* [Página]

=======

A ‘vontade geral’, tal como Rousseau a funda - e entendida enquanto expressão de uma nova legalidade -, surgirá também inscrita na Declaração dos Direitos do Homem e do Cidadão (art. VI), tornada pública em Agosto de 1789. Esta ‘vontade geral’, determinada pelo desejos de todos, constitui, ao mesmo tempo, a pescrição de uma agência subjectiva, ou de um macro-sujeito permanentemente livre (art. I), assente na nação (artigo III) e imune, nesse ser livre de nascença, devir e comunicação (art. XI), a quaisquer imanências divinas.
A transição do profético ao político torna-se assim efectiva, embora gradual, na tradição dos ‘contratos sociais’ que unem Locke e Rousseau, passando pelo ciclo revolucionário francês e acedendo aos idealismos (utópicos e metafísicos) do século XIX. Neste horizonte de controlo do destino, levado a cabo por diversas racionalidades ainda em gestação, convirá também referir a representação continuista do futuro que virá a ser traduzida - de modo corrente, em meados de oitocentos - através do lexema “progresso”. A ideia é já lentamente modalizada por Kant, tal como V. Soromenho Marques demonstrou em estudo específico sobre o tema, tendo concluído: “Padrão do sentido oculto do aparente caos das contradições, dilaceracões e conflitos, o progresso é, simultaneamente, o que permite pensar as mediações de um processo e antecipar os resultados previsíveis do mesmo”(1998:523)

=======

Dados de anotação da localização de objetos
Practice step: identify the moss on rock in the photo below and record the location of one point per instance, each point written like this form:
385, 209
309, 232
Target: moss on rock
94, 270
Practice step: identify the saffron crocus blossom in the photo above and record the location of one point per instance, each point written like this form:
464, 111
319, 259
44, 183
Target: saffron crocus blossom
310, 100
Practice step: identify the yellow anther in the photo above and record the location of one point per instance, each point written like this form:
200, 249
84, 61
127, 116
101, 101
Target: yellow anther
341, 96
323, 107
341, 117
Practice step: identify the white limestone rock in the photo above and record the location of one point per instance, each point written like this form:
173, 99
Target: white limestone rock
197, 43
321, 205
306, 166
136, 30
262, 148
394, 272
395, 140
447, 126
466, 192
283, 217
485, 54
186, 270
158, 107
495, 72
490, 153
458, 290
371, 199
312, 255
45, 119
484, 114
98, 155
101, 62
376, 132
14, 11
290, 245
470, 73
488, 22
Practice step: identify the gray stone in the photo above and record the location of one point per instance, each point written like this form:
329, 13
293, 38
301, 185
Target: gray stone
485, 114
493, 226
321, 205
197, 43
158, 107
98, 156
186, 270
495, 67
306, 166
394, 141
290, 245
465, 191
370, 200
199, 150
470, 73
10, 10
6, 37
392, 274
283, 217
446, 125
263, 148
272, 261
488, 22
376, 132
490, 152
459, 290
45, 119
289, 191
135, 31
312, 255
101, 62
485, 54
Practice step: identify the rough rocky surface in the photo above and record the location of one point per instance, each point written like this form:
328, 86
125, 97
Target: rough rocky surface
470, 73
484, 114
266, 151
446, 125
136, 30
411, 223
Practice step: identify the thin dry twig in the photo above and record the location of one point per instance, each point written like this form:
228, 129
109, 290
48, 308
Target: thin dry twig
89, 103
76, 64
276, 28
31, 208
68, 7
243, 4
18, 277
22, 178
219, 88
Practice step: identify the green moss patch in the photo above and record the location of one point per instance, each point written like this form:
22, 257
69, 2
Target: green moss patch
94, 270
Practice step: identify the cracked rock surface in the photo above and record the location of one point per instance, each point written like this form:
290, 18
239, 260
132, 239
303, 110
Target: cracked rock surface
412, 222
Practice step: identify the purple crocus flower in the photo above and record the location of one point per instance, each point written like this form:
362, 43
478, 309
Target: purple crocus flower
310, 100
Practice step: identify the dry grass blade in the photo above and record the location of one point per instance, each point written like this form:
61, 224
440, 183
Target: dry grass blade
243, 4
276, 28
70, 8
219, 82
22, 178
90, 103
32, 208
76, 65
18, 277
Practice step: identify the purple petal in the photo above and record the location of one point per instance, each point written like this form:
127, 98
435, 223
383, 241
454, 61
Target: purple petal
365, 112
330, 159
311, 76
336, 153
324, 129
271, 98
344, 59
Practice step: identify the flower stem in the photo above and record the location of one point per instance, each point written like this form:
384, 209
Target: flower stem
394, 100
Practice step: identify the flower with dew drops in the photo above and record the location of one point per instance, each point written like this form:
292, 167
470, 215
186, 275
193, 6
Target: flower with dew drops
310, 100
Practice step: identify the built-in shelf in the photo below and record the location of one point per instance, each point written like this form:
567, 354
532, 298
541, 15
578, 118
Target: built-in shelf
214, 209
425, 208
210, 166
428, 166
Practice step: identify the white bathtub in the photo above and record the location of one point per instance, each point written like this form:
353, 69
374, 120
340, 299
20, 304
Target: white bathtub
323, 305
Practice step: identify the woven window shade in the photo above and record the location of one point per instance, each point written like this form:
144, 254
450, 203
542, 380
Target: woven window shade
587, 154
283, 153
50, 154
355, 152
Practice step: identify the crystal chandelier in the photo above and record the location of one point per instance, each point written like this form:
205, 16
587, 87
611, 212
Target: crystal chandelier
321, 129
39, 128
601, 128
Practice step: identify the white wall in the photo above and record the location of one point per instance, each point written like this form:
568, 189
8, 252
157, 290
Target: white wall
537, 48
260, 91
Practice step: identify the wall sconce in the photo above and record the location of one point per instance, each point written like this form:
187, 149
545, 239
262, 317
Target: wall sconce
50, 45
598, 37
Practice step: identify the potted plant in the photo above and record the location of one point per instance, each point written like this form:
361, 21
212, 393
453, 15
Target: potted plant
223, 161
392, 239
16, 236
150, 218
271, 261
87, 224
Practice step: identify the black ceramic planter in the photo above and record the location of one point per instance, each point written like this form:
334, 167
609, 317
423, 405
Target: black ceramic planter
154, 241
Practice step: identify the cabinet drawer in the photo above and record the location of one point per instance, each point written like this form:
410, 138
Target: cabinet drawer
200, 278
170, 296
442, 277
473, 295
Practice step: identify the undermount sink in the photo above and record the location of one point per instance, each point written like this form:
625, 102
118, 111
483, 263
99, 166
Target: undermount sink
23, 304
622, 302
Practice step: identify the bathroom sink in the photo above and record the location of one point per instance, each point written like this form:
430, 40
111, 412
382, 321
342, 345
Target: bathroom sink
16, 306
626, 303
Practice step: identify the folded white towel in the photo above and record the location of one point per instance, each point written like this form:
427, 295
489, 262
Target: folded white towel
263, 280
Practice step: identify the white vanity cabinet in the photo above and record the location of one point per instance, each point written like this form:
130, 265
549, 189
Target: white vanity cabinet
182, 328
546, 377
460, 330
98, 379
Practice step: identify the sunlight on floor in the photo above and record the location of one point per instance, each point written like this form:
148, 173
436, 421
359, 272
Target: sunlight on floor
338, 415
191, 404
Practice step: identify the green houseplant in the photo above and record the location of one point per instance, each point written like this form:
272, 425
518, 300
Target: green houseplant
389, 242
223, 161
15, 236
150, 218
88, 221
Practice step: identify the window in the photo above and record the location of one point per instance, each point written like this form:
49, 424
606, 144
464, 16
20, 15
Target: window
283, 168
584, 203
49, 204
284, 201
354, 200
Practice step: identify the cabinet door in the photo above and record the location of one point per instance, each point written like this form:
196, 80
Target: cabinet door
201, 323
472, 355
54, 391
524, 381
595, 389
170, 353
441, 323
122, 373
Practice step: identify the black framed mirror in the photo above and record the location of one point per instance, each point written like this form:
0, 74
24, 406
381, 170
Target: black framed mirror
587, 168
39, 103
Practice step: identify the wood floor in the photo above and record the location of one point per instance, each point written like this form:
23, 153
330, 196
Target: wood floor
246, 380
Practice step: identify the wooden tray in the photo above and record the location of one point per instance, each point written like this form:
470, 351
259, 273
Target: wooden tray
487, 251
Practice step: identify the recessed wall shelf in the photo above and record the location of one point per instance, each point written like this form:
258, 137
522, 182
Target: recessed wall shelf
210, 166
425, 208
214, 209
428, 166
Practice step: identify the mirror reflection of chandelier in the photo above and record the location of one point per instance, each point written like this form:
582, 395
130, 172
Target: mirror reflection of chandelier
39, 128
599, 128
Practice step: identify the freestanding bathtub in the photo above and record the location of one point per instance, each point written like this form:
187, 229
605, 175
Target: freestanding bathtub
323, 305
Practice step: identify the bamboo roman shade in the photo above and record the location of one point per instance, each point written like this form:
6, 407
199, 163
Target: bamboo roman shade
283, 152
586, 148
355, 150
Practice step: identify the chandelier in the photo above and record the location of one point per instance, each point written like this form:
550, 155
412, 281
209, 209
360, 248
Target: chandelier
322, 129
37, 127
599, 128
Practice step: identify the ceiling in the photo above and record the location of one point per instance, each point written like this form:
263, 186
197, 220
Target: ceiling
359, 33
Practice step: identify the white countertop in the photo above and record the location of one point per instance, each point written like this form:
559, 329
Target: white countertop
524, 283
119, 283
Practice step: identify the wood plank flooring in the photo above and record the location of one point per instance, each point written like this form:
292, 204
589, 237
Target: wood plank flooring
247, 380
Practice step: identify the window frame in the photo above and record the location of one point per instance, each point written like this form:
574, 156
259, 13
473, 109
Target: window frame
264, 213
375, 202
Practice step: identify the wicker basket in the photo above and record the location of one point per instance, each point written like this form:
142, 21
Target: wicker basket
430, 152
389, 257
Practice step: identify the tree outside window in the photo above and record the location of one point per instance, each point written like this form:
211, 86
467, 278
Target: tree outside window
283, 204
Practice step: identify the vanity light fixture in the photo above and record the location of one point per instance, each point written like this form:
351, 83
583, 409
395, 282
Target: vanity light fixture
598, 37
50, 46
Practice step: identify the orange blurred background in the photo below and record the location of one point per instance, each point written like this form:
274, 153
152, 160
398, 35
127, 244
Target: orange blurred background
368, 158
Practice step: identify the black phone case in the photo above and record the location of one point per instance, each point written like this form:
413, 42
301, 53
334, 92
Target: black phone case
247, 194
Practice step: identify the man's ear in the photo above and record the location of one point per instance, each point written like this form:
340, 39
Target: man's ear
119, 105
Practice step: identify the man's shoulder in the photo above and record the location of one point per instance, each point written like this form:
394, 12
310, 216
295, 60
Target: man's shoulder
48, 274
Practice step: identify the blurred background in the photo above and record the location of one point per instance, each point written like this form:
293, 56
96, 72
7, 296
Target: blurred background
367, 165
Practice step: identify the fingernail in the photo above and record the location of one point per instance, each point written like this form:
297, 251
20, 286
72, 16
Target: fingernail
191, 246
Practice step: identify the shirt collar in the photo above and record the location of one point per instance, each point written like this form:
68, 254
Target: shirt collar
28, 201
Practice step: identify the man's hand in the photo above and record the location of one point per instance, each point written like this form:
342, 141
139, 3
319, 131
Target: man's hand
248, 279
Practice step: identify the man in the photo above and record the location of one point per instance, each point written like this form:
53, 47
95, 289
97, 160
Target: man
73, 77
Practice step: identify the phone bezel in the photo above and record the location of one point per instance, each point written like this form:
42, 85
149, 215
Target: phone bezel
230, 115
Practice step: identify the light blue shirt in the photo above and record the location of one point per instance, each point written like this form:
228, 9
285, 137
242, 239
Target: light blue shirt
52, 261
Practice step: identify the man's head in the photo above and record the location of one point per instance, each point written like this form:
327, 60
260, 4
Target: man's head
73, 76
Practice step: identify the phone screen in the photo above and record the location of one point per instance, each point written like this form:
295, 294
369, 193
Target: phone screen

=======

* [Desafio 1] Repete, sem alterar uma palavra, o trecho do texto sobre a vontade geral que começa em "A ‘vontade geral’, tal" e segue até "quaisquer imanências divinas.".
* [Desafio 2]
Estas afirmações estão de acordo com o texto sobre a vontade geral? Para cada uma, responde sim ou não e cita as palavras do texto que o decidem.
(a) A Declaração dos Direitos do Homem e do Cidadão tornou-se pública em Agosto de 1789.
(b) O lexema "progresso" passou a ser usado de modo corrente no início do século XVIII.
(c) A ideia de progresso é lentamente modalizada por Locke.
Os registos provêm de outra fonte.

* [Resultado final 1]
A ‘vontade geral’, tal como Rousseau a funda - e entendida enquanto expressão de uma nova legalidade -, surgirá também inscrita na Declaração dos Direitos do Homem e do Cidadão (art. VI), tornada pública em Agosto de 1789. Esta ‘vontade geral’, determinada pelo desejos de todos, constitui, ao mesmo tempo, a pescrição de uma agência subjectiva, ou de um macro-sujeito permanentemente livre (art. I), assente na nação (artigo III) e imune, nesse ser livre de nascença, devir e comunicação (art. XI), a quaisquer imanências divinas.

* [Resultado final 2]
(a) Sim: "tornada pública em Agosto de 1789".
(b) Não: "de modo corrente, em meados de oitocentos".
(c) Não: "A ideia é já lentamente modalizada por Kant".